PASSAGE SHOWN —
*** Block opens ***

Really funny about loads, the first time I used the gun, was a triple on cocks, haven't ever had that exact chance before or since. I dropped one right off, was a 1 bird limit in that county then, so held off on the other two. Dang, couldn't find him. Thought it was the gun, but it was the shells. Didn't know I had the best quail/phez combo possible.

About the gauge, if you want to make a solid kill on a long shot, go with the 12. You can always put a light load in it, but you can't get as much shot and velocity combo in the smaller gauges, when you may need it most and especially driving 1000 miles to get there.


----------



## big_al_09 (Feb 26, 2007)

12 guage 870


----------



## pheasantfanatic (Jan 20, 2007)

big_al_09 said:


> 12 guage 870


The only way to go!!! (unless you can get a Benelli and I can't afford that right now  )


----------



## big_al_09 (Feb 26, 2007)

pheasantfanatic said:


> big_al_09 said:
> 
> 
> > 12 guage 870
> ...


who can?


----------



## pheasantfanatic (Jan 20, 2007)

big_al_09 said:


> pheasantfanatic said:
> 
> 
> > big_al_09 said:
> ...


Not me!!!


----------



## big_al_09 (Feb 26, 2007)

me either :beer:


----------



## saskcoyote (Dec 30, 2006)

*** Block closes ***

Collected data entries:

*** Block opens ***

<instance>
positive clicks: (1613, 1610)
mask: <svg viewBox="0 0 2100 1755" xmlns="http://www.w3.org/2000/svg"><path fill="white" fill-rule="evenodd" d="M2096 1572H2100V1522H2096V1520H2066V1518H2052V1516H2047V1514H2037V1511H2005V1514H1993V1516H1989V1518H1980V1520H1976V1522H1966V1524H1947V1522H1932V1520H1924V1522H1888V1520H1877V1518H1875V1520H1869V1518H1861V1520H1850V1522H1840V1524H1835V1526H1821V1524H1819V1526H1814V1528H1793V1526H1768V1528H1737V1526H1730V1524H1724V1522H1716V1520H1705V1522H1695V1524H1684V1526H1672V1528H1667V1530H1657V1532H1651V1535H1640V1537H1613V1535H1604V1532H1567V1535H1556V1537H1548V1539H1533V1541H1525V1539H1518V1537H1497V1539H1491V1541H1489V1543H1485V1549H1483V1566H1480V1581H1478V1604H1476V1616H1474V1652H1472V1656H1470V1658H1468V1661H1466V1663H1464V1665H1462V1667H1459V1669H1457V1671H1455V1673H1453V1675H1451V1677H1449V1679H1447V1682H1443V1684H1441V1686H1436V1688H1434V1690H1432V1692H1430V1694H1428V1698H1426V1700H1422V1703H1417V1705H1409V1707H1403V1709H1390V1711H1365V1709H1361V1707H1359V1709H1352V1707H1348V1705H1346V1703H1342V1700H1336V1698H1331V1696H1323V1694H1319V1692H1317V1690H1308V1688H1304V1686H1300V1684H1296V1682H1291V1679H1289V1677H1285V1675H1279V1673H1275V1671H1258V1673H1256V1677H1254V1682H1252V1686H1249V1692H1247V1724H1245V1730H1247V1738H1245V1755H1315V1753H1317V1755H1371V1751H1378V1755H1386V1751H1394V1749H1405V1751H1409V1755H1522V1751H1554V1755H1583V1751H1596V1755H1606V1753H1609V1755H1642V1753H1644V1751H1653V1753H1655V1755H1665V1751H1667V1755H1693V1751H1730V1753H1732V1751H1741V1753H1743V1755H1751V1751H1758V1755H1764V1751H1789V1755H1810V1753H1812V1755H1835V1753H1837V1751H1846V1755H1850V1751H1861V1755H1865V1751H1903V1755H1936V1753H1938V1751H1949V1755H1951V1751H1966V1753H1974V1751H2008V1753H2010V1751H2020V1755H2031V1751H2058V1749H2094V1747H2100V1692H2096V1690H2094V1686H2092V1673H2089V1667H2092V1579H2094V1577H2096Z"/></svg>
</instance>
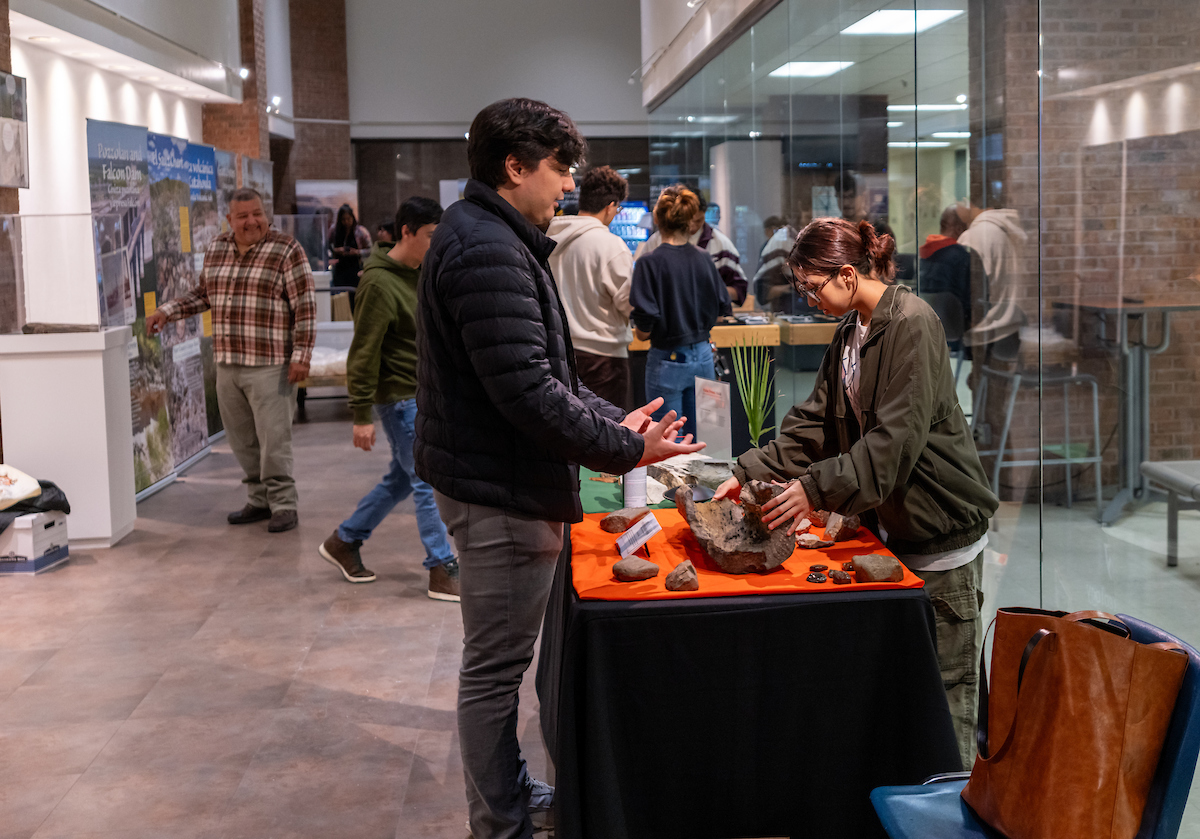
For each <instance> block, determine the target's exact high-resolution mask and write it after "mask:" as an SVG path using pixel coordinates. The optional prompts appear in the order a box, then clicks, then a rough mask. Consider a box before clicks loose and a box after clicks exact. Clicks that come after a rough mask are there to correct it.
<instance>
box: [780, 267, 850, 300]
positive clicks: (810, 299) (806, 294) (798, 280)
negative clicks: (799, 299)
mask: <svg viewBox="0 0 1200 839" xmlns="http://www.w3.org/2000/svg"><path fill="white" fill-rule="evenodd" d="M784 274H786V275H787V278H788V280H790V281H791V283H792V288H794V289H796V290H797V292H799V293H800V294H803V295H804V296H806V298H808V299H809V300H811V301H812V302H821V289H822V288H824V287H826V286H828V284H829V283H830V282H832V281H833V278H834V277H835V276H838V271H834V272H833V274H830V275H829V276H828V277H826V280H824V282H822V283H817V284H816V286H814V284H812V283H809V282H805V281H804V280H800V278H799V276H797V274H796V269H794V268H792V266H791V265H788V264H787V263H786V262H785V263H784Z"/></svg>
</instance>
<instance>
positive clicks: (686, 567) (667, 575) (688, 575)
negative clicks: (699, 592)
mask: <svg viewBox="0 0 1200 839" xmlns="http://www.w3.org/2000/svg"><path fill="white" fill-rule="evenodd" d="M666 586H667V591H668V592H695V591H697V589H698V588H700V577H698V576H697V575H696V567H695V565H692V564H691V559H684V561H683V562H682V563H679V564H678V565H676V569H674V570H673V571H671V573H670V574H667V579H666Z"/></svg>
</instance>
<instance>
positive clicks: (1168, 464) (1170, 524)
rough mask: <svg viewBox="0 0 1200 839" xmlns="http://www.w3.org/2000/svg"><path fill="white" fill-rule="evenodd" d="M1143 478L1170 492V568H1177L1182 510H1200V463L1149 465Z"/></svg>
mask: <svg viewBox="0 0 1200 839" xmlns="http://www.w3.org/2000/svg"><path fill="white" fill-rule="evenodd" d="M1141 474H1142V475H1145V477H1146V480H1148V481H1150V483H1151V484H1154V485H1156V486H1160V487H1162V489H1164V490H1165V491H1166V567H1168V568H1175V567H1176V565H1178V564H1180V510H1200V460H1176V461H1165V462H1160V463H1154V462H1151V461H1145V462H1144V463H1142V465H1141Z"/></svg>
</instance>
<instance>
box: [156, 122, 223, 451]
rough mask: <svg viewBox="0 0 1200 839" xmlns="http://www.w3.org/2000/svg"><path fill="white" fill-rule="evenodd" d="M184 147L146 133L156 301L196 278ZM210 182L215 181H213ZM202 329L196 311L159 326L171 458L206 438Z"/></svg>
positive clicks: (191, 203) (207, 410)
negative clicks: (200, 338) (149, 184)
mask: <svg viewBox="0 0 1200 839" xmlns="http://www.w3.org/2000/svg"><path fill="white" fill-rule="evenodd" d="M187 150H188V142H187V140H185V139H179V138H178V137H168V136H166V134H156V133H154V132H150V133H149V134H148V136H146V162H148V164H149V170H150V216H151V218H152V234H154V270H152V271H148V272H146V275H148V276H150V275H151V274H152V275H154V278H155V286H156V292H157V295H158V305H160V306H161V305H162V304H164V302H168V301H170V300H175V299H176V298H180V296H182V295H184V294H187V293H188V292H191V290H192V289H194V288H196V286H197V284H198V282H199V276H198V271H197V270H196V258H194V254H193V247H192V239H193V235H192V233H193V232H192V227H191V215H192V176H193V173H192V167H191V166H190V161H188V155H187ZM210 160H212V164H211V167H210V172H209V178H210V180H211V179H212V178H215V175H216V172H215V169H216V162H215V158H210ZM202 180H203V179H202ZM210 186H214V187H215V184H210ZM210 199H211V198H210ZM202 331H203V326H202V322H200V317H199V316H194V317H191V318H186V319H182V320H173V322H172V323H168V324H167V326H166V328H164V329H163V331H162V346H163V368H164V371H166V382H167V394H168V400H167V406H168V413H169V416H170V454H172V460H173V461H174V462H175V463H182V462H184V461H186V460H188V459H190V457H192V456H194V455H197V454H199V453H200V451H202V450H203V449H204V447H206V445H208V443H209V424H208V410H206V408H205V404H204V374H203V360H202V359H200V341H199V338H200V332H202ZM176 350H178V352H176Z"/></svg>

*** Block closes ***

QUESTIONS —
**A)** In the shotgun forum thread, what was the bird limit in that county at the time of the triple on cocks?
**B)** Continue the shotgun forum thread past its final line.

WRITTEN ANSWERS —
**A)** It was a 1 bird limit.

**B)**
big_al_09

Glad to see you're on the pheasant hunting forum. After reading your post on the predator hunting forum about whether you should eat a coyote, I was kind of wonderin' about you. I've never eaten a yote -- can't imagine I ever will -- but I've eaten plenty of pheasants and they're delicious (LOL).

As for my pheasant-hunting firearms, Shorthair, I'm a Beretta fan. My favorite is my 12 gauge OU but my 20 gauge auto is a close second.


----------



## big_al_09 (Feb 26, 2007)

saskcoyote said:


> big_al_09
> 
> but I've eaten plenty of pheasants and they're delicious (LOL).
> 
> ...


----------



## Desertrat (Oct 16, 2004)

Back when I hunted pheasants, I used 20 and 28ga....cuz it was close shots, walking the fence rows on my grand dad's farm in Kansas.


----------



## mod1220ga (Mar 15, 2007)

Check out my screen name and that will answer your question.


----------



## neb_bo (Feb 3, 2007)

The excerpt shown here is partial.